Extrait du texte →
********************

Tu seras un homme, mon fils

« Dis, je peux te dire quelque chose que je peux pas te dire, en fait ? »

Je le regarde, surprise.

« Heu… Oui ? »

« Bon, ben, voilà… »

Il déglutit. Il s’arrête. Il fixe les cailloux du chemin sous ses pieds.

« C’est quoi ce que tu ne peux pas me dire ? Et pourquoi tu ne peux pas me le dire ? »

Je me mords les lèvre, faut que j’arrête de l’assassiner de questions sinon il ne parlera jamais.

« C’est un garçon, je sais pas son nom, je sais juste que c’est un garçon et que c’est le chef »

J’écoute.

« Il a dit que deux autres copains et moi, on doit chacun se battre contre 4 garçons de deuxième (CE1 en français de France) et 4 garçons de troisième (CE2). Et que si on ne le fait pas, il nous prend nos trousses. Et que si on le dit à qui que ce soit, ben il le saura et il nous tabassera ! Tu sais, ils sait tout, hein, dès qu’on dit un truc, il le sait. Tout, tout !!! »

Je me retiens de hurler. Enfin, pas vraiment, je hurle un peu quand même.

« Mais c’est pas possible, c’est quoi cette histoire ! Mais tu te rends compte de ce que tu me dis ?! »

Il me regarde effaré, convaincu d’avoir trop parlé. Je ravale ma salive et baisse d’un ton.

« Excuse-moi, mon chéri, ce n’est pas sur toi que je suis fâchée, c’est sur ce garçon, là. Toi, je te trouve courageux et tu n’es pas du tout en faute. »

Il regarde à nouveau les cailloux… « Tu sais, moi, je lui ai rien fait, hein… Il a dit qu’on devait se battre, que c’était comme ça. »

« Et il se plante complètement. Tu as envie de te battre, toi ? »

********************

Travail demandé → D'après l'extrait du texte, que le garçon présenté comme le chef prendra-t-il aux enfants s'ils refusent de se battre ? Répondez en une phrase, s'il vous plaît.

Section des données →

********************

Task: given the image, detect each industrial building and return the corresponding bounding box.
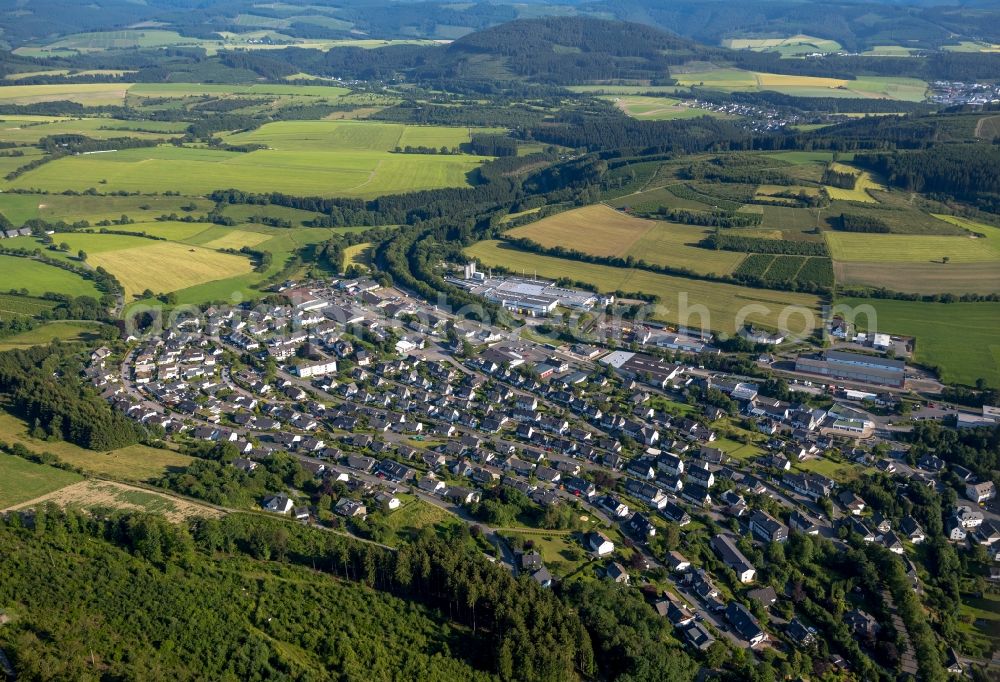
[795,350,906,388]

********************

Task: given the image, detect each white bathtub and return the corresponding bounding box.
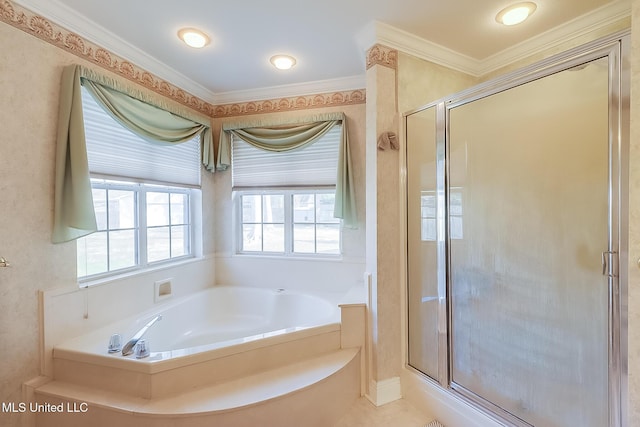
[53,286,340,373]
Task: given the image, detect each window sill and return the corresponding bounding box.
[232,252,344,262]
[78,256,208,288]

********************

Travail terminé → Il leur prendra leurs trousses.